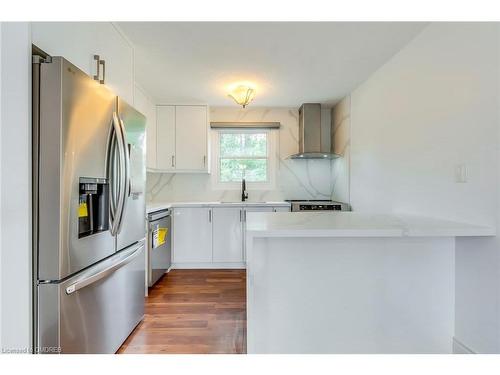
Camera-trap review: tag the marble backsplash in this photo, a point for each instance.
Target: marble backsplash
(295, 179)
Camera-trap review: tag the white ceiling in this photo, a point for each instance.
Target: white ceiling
(290, 63)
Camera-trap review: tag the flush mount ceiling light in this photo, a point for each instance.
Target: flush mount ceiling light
(242, 95)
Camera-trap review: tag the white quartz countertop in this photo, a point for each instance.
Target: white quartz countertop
(355, 224)
(157, 206)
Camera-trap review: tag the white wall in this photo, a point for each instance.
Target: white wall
(0, 184)
(144, 104)
(431, 108)
(295, 179)
(15, 186)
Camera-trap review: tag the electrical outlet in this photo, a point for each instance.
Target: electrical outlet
(461, 174)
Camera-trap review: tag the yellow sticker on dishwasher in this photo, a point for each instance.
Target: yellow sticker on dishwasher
(159, 237)
(82, 210)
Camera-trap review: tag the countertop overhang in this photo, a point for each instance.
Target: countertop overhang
(153, 207)
(355, 224)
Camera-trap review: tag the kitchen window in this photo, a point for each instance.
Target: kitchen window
(245, 154)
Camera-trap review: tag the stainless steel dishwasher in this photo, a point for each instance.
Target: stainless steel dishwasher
(159, 244)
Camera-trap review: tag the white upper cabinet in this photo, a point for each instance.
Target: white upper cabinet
(182, 139)
(191, 129)
(165, 138)
(145, 105)
(78, 42)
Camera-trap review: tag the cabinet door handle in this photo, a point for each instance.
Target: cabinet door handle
(100, 63)
(97, 76)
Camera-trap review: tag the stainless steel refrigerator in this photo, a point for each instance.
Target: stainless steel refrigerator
(88, 211)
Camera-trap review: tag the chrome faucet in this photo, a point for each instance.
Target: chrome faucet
(244, 193)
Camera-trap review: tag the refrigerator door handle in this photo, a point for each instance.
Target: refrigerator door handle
(125, 188)
(99, 275)
(116, 176)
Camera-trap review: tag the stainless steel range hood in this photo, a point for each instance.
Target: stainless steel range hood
(310, 134)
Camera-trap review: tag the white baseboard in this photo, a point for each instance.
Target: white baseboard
(460, 348)
(211, 265)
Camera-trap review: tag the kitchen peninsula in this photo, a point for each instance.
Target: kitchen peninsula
(351, 282)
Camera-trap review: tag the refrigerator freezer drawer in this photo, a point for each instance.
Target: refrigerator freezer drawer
(96, 310)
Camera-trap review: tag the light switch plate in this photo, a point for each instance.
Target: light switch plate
(461, 174)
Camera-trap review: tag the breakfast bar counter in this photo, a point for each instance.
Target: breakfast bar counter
(350, 282)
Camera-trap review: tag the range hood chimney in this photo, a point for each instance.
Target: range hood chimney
(310, 134)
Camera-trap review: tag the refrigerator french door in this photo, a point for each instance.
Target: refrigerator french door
(89, 177)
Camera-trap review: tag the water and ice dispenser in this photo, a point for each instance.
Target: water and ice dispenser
(93, 211)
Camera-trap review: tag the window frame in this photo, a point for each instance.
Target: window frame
(271, 160)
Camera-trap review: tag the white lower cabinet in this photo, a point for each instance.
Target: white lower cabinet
(212, 237)
(192, 235)
(227, 233)
(281, 209)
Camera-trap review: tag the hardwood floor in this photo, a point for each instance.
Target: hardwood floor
(193, 311)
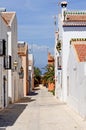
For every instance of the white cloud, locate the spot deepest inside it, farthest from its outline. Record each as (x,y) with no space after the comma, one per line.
(37,47)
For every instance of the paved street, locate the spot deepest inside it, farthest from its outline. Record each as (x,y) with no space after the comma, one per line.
(40,111)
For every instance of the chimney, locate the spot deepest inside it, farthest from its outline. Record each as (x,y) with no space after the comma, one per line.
(63,5)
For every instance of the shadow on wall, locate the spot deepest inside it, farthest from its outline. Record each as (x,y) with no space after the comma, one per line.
(9,115)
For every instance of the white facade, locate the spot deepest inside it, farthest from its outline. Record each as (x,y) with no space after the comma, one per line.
(66,33)
(76,83)
(15,85)
(31,72)
(3,72)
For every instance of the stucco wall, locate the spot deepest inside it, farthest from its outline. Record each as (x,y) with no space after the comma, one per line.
(77,84)
(67,35)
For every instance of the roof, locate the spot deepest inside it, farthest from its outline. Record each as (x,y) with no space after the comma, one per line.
(7,17)
(75,18)
(80,49)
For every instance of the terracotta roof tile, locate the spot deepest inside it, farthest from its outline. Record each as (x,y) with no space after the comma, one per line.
(7,17)
(81,51)
(75,19)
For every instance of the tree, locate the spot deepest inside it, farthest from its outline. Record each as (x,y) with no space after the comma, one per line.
(37,76)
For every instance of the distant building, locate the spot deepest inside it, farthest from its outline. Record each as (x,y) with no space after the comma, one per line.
(76,76)
(50,59)
(71,24)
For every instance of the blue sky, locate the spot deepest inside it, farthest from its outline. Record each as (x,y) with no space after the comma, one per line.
(36,23)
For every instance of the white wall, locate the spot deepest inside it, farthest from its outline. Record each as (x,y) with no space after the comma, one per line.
(77,84)
(3,72)
(79,32)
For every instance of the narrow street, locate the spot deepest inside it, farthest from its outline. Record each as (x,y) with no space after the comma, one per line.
(40,111)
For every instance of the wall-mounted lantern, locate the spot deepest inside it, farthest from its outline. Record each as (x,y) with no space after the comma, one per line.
(21,73)
(15,64)
(7,62)
(2,47)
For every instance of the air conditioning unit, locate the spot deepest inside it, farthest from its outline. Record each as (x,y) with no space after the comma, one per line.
(7,62)
(2,47)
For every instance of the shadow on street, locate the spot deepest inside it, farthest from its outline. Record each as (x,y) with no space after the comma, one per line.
(9,115)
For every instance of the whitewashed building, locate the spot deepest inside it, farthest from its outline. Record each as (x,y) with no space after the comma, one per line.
(76,76)
(31,72)
(71,24)
(3,72)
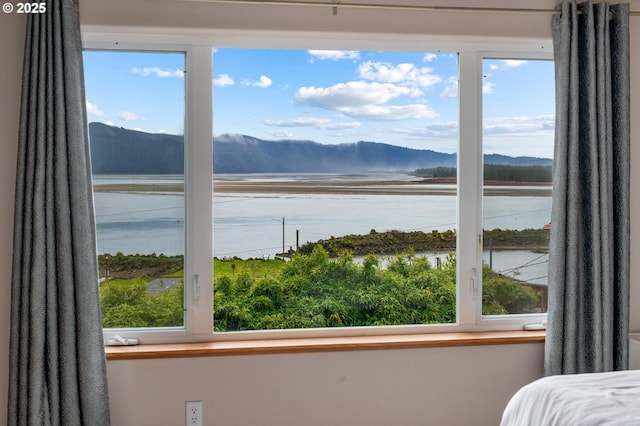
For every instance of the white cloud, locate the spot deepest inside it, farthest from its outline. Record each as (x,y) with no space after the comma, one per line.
(428,57)
(447,130)
(281,134)
(506,64)
(390,112)
(364,100)
(405,74)
(334,55)
(350,94)
(223,80)
(318,123)
(158,72)
(263,83)
(92,109)
(487,88)
(451,91)
(128,116)
(520,126)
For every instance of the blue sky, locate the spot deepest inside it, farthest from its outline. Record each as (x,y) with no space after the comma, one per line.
(401,98)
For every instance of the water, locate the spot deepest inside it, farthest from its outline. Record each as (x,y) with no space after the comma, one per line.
(249,224)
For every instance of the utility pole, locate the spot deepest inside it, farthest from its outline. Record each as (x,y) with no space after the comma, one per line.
(282,235)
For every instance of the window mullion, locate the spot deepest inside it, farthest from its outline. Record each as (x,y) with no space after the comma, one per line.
(198,176)
(469,188)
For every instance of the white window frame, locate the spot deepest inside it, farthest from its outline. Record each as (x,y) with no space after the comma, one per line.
(199,164)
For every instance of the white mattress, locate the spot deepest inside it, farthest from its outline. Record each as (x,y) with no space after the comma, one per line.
(577,399)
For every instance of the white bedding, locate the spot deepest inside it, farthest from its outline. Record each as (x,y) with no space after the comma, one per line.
(578,399)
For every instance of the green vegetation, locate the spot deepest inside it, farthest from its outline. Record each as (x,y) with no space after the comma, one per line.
(393,242)
(495,172)
(314,290)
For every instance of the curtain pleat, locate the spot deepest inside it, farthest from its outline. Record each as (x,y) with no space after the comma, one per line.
(588,319)
(57,361)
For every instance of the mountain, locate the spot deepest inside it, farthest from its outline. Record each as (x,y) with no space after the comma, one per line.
(115,150)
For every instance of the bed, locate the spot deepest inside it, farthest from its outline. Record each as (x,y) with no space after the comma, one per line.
(577,399)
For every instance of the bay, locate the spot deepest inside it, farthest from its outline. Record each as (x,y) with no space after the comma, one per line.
(141,216)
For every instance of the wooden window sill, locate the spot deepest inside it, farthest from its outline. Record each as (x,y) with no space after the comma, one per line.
(332,344)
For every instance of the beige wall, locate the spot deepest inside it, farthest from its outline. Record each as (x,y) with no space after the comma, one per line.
(446,386)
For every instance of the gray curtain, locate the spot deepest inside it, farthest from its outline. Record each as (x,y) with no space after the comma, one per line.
(588,321)
(57,362)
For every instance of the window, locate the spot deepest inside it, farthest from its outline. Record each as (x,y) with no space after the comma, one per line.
(516,193)
(137,153)
(347,198)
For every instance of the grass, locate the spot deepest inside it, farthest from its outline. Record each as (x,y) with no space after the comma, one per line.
(256,268)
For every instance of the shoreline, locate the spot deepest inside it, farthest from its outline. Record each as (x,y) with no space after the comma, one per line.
(345,187)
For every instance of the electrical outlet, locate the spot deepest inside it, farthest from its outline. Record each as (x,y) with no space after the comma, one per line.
(194,413)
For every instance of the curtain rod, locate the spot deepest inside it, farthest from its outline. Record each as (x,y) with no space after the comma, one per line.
(336,5)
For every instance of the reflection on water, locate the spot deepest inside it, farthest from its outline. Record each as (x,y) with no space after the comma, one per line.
(249,224)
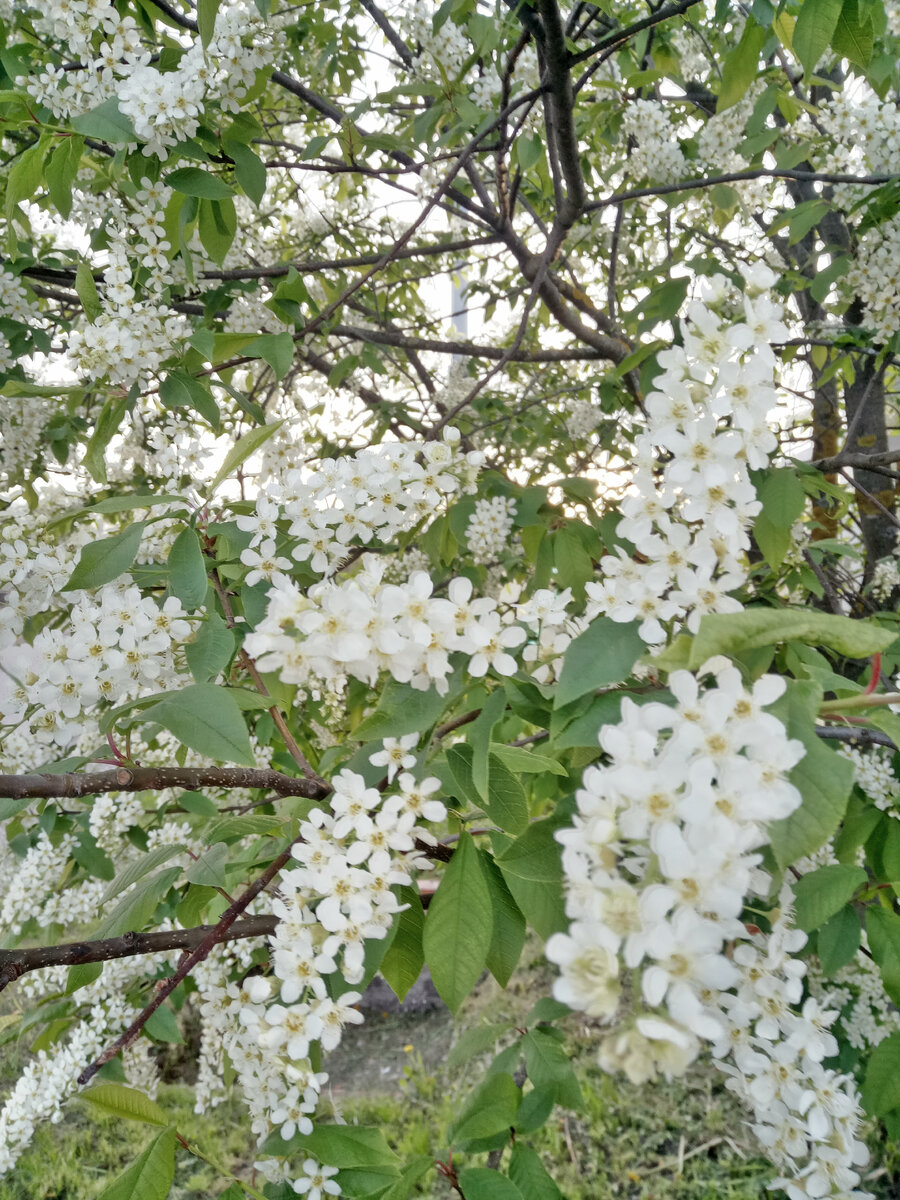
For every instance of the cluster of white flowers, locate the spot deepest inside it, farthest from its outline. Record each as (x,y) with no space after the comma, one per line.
(166,107)
(582,419)
(490,528)
(875,775)
(657,154)
(663,852)
(807,1116)
(693,501)
(136,330)
(329,906)
(363,627)
(51,1078)
(373,495)
(545,615)
(445,53)
(117,643)
(868,1015)
(875,277)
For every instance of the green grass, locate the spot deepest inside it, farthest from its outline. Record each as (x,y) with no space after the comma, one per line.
(684,1140)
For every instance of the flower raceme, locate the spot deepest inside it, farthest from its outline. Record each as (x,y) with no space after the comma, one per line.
(663,853)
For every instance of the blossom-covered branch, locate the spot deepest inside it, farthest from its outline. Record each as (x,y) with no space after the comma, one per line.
(15,964)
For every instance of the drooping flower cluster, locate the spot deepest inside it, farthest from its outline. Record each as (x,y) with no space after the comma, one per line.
(363,627)
(663,852)
(117,643)
(693,499)
(166,107)
(490,528)
(329,906)
(875,775)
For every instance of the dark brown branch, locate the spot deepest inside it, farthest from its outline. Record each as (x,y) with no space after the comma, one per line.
(736,177)
(15,964)
(623,35)
(851,733)
(189,961)
(469,349)
(155,779)
(867,461)
(562,107)
(389,31)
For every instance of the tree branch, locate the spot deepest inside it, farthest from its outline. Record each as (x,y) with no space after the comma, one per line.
(15,964)
(562,103)
(189,961)
(469,349)
(154,779)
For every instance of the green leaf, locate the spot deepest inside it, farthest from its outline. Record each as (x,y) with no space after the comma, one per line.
(505,804)
(604,654)
(211,649)
(838,941)
(825,892)
(150,1176)
(405,958)
(235,828)
(526,762)
(401,709)
(208,870)
(533,871)
(138,868)
(345,1146)
(217,225)
(549,1067)
(207,12)
(822,778)
(408,1179)
(207,719)
(162,1026)
(25,177)
(277,349)
(732,634)
(88,293)
(479,738)
(459,927)
(124,1102)
(243,449)
(491,1109)
(882,929)
(103,561)
(107,424)
(814,30)
(183,390)
(783,502)
(61,169)
(106,124)
(483,1183)
(193,181)
(742,65)
(249,171)
(881,1087)
(853,37)
(187,570)
(509,925)
(574,564)
(531,1176)
(136,909)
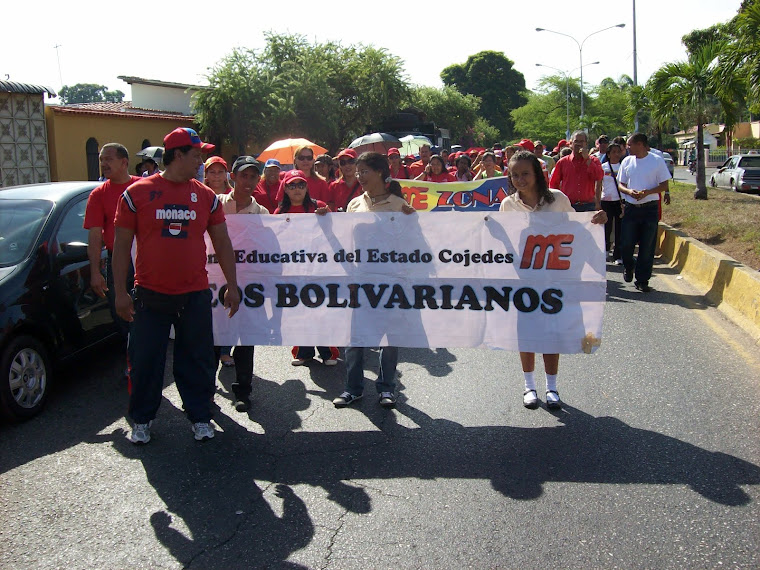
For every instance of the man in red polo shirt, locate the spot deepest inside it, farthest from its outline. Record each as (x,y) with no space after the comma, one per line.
(417,168)
(347,187)
(579,176)
(168,215)
(98,219)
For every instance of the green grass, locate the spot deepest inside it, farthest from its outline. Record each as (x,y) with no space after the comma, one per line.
(728,221)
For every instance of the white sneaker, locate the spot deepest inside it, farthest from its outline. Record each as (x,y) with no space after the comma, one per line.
(203,431)
(140,433)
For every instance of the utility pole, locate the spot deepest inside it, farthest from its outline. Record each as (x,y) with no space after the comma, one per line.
(58,57)
(635,68)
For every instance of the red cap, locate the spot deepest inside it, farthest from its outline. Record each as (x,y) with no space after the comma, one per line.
(527,144)
(185,137)
(215,160)
(347,153)
(294,176)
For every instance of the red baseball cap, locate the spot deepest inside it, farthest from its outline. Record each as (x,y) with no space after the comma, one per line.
(215,160)
(185,137)
(348,152)
(294,176)
(527,144)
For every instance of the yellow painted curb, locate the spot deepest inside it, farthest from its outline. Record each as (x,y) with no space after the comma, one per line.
(733,287)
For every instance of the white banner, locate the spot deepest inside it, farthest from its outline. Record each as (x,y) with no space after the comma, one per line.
(498,280)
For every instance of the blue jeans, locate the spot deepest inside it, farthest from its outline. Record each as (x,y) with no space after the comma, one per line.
(194,364)
(639,227)
(386,377)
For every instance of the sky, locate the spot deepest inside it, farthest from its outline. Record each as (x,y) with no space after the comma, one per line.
(179,43)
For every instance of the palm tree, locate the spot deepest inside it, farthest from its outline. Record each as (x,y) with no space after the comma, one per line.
(741,58)
(684,89)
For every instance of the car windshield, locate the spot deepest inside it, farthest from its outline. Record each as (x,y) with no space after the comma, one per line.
(750,162)
(20,224)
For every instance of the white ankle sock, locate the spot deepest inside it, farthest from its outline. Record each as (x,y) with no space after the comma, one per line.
(530,381)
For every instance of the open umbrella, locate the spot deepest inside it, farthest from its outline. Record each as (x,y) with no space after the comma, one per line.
(411,144)
(283,150)
(377,142)
(155,153)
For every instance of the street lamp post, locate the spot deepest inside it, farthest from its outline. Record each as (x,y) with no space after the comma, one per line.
(580,52)
(567,90)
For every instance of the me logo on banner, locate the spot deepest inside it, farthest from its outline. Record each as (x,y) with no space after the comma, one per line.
(536,248)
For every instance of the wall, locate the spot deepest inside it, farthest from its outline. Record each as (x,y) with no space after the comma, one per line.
(68,134)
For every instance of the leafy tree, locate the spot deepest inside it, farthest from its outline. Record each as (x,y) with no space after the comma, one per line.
(683,89)
(450,109)
(544,116)
(325,92)
(490,75)
(89,93)
(241,102)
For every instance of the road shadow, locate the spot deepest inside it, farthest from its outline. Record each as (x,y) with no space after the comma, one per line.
(216,491)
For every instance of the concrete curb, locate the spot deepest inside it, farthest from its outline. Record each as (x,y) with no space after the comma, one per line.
(731,286)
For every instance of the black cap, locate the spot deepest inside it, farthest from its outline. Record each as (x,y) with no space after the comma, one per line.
(244,162)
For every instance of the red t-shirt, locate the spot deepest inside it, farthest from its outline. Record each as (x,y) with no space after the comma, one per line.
(442,177)
(341,194)
(402,173)
(300,209)
(266,194)
(415,169)
(318,189)
(101,208)
(576,179)
(169,220)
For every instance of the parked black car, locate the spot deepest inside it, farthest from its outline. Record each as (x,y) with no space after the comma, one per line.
(48,312)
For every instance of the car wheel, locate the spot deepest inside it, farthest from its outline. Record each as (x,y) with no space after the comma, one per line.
(24,378)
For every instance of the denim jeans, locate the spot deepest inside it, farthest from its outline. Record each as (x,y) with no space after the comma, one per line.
(386,377)
(639,227)
(613,210)
(194,365)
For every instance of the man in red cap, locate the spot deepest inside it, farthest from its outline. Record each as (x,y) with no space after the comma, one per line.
(579,176)
(399,171)
(168,215)
(347,187)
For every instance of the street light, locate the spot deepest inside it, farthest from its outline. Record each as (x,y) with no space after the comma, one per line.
(567,90)
(580,51)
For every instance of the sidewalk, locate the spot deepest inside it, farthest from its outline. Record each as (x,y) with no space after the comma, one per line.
(731,286)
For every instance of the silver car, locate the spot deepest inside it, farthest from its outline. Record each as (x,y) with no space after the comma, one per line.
(740,172)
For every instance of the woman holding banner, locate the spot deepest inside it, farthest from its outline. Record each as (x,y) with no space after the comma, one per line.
(296,200)
(533,195)
(381,194)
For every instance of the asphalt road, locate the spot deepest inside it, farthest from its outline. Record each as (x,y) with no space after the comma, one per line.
(653,463)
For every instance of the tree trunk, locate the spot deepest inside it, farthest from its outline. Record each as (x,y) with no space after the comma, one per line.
(701,191)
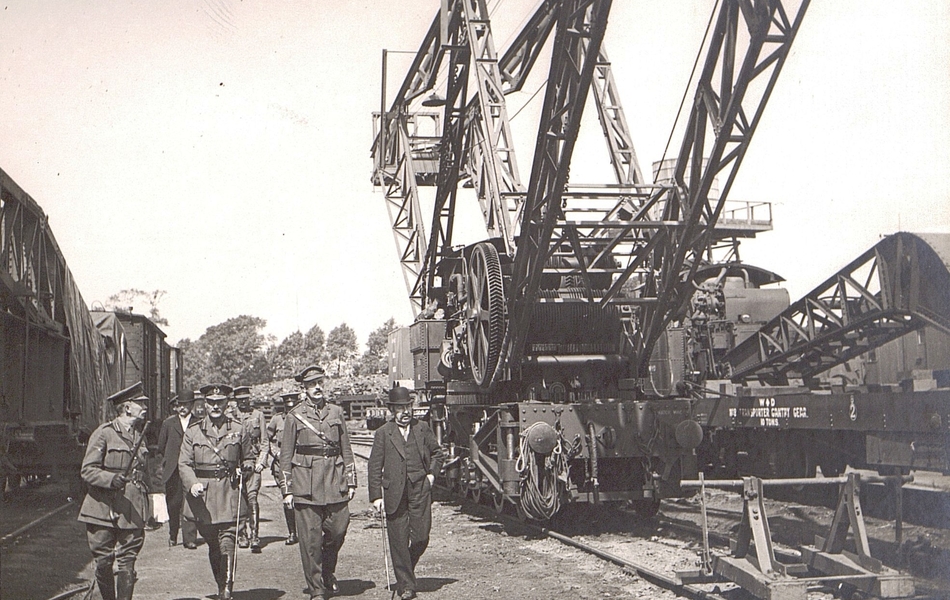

• **WHAT YOU HAVE TO DO**:
Could you reproduce exactly, and only, the lines from the start of the records through the line containing "Camera-trap review: tag the white quartz", leaving out the pictures?

• **SOLUTION BELOW**:
Camera-trap review: tag the marble backsplash in this photo, a point for each instance.
Target: marble backsplash
(295, 179)
Camera-trap review: tag the white ceiling in this photo, a point for each instance.
Target: white ceiling
(290, 63)
Camera-trap review: tag the flush mount ceiling light in this photo, a point for each instance.
Target: flush mount ceiling light
(242, 95)
Camera-trap review: tag the white quartz countertop in this photo, a point for each instance.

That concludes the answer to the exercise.